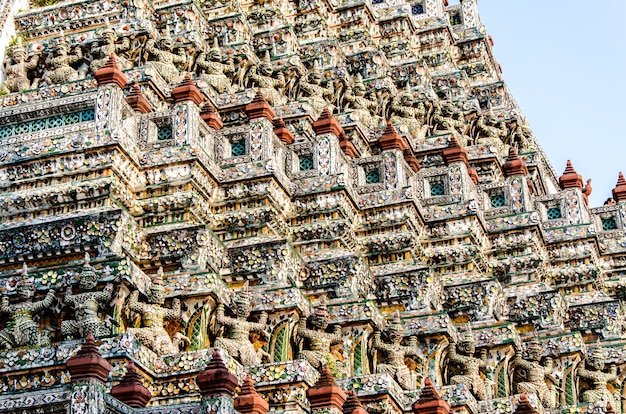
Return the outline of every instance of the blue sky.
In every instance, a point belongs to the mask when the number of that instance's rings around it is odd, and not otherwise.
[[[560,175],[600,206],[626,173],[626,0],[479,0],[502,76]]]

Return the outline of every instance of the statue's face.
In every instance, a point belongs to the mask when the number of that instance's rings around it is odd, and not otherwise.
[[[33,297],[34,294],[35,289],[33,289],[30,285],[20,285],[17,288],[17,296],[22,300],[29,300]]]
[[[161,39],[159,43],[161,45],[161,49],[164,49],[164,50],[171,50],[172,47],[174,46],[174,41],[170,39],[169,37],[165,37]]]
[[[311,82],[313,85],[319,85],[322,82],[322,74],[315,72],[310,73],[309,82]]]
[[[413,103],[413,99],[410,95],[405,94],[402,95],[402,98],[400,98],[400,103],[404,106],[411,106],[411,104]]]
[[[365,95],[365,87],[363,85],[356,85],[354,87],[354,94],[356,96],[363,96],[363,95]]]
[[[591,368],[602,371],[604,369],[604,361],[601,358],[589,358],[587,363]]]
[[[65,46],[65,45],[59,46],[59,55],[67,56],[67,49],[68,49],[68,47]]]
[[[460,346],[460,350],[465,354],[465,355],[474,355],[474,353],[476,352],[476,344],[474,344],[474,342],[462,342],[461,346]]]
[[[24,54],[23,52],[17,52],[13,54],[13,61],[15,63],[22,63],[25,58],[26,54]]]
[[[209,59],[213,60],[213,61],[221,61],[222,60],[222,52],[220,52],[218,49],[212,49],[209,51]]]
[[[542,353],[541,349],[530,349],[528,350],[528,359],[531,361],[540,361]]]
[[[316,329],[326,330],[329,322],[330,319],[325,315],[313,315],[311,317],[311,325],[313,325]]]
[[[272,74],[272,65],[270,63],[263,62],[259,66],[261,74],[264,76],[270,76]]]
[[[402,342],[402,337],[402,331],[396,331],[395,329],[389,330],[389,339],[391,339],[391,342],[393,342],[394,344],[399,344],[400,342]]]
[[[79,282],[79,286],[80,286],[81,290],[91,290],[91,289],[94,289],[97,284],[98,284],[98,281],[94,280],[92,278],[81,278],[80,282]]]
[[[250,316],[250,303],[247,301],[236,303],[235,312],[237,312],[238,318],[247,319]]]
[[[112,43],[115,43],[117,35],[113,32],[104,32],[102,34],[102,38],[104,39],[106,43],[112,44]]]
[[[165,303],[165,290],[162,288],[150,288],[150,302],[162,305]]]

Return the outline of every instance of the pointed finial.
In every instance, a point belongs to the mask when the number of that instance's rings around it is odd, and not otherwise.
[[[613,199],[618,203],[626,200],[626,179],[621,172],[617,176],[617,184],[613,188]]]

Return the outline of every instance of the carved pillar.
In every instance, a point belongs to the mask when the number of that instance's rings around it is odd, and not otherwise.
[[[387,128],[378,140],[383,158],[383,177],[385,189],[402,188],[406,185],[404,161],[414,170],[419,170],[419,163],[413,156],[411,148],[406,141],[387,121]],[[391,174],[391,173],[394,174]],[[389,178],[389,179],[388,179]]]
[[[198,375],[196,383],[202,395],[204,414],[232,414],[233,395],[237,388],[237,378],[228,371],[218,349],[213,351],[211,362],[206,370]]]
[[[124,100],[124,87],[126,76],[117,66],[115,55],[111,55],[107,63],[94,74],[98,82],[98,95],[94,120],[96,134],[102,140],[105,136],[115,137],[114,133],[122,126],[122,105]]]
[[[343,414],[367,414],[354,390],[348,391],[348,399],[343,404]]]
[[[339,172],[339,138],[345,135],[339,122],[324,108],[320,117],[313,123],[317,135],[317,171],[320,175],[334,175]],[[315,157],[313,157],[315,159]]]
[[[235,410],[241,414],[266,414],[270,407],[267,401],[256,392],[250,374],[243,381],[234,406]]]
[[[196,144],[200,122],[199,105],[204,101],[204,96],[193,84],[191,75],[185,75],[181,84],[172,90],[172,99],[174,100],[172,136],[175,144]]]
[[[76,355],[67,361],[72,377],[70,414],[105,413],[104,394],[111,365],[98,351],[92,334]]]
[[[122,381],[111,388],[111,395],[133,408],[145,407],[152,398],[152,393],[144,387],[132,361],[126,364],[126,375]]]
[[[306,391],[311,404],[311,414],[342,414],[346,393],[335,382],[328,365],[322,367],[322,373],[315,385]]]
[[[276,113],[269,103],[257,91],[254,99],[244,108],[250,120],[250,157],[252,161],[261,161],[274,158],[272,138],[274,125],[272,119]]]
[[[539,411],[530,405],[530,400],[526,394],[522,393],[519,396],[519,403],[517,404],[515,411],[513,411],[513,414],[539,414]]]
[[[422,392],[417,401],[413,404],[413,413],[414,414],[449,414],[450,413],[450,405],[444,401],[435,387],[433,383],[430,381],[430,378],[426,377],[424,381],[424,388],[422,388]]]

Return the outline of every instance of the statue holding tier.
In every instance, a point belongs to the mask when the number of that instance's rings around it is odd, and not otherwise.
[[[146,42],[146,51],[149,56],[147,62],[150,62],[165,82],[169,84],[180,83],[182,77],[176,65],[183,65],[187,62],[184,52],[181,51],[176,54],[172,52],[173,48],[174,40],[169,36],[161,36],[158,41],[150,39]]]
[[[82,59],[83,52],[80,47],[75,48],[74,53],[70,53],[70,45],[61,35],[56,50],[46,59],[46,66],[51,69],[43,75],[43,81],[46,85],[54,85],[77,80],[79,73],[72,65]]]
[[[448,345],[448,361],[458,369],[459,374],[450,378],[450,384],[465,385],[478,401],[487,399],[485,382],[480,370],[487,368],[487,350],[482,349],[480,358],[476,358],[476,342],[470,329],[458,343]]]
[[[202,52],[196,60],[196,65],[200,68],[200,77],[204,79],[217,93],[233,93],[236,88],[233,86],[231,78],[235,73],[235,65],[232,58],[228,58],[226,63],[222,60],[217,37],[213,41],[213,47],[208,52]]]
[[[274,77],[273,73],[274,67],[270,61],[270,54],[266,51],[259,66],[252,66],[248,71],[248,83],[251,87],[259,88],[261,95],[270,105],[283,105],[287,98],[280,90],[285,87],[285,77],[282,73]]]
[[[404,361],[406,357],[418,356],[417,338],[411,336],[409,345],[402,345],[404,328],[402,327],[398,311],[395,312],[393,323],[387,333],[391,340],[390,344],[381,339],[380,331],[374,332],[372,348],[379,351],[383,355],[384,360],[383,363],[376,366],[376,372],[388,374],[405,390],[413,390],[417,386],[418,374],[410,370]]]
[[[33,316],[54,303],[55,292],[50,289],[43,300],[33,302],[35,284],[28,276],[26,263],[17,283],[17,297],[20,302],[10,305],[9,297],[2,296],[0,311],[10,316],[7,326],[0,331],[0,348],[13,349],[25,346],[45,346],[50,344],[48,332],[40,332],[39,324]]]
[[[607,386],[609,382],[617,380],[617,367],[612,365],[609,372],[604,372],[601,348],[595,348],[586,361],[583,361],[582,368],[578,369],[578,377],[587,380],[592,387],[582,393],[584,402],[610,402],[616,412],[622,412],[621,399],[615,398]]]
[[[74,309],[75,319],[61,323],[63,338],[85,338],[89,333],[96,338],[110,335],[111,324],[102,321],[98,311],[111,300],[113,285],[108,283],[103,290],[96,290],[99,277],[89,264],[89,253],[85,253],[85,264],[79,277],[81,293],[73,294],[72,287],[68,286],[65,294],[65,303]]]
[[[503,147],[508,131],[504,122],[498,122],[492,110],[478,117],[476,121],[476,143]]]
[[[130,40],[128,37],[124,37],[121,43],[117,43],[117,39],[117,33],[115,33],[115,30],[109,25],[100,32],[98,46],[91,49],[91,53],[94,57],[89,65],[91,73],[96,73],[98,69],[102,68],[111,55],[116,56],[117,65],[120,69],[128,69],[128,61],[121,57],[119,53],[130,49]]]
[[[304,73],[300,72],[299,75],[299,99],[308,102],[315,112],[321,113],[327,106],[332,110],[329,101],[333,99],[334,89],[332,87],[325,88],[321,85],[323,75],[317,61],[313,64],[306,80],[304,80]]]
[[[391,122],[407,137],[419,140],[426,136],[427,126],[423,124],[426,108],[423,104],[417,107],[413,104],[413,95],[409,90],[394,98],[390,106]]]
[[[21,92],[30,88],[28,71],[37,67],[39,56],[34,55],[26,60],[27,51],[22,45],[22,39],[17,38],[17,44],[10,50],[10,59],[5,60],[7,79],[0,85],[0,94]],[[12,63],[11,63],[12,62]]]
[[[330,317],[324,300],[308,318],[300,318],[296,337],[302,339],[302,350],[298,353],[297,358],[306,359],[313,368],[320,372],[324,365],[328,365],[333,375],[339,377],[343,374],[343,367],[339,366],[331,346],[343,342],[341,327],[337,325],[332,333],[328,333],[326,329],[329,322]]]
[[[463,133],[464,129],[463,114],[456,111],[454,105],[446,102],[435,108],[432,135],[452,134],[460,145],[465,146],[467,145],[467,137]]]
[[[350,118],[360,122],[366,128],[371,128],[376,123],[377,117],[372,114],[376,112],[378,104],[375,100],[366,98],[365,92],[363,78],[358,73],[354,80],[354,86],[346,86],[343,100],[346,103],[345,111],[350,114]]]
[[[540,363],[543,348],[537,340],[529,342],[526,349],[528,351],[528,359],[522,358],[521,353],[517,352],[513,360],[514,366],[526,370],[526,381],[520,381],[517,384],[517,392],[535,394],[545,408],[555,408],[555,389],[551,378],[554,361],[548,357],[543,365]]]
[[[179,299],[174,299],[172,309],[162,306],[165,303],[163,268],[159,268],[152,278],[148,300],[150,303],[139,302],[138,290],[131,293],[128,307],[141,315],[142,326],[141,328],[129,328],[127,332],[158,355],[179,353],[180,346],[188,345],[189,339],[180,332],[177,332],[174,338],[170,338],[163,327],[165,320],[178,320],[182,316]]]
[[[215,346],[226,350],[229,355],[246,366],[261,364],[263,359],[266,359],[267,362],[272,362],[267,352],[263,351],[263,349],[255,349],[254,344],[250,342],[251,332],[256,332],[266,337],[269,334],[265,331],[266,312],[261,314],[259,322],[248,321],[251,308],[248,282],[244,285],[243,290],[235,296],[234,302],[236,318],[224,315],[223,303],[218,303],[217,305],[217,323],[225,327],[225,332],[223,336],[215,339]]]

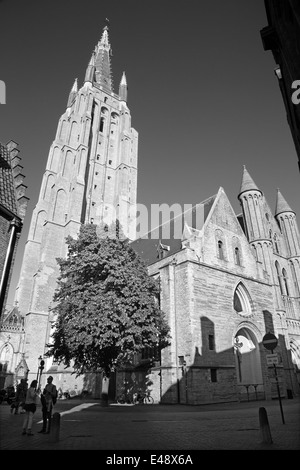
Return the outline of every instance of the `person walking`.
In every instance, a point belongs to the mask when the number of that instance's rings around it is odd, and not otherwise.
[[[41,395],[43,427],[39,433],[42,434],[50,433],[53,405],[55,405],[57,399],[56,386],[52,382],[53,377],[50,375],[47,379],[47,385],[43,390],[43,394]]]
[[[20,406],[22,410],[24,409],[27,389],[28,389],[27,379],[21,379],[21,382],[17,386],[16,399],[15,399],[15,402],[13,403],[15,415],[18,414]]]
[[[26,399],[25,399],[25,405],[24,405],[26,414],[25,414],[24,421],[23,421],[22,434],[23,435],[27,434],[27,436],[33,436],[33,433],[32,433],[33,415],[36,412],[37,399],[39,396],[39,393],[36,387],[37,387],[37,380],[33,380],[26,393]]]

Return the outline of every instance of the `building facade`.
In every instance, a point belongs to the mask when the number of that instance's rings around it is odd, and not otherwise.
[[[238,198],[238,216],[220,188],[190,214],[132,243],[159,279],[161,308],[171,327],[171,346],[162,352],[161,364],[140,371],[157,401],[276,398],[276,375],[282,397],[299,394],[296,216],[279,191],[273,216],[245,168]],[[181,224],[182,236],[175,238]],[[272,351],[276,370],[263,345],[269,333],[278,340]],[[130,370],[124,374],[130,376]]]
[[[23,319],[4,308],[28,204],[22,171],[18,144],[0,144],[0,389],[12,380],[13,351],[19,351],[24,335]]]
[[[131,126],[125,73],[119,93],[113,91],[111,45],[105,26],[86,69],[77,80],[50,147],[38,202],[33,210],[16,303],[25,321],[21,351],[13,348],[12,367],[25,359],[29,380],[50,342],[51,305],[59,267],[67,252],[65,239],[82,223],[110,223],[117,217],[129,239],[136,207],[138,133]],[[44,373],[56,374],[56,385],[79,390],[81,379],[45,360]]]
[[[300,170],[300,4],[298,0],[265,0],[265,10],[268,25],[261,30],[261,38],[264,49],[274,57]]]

◆ ◆ ◆ ◆

_WORK REQUEST:_ Lines holding "outline": copy each one from the records above.

_YOUR SOLUTION:_
Return the outline of every instance of the blue sky.
Return the outline of every instance of the statue's face.
Return the outline of every instance of the pointed finial.
Return the outline of every instance of the carved pillar.
Return the outline of every instance of the statue holding tier.
Return the outline of every instance of the `person walking`.
Return the outline of every instance of the `building facade`.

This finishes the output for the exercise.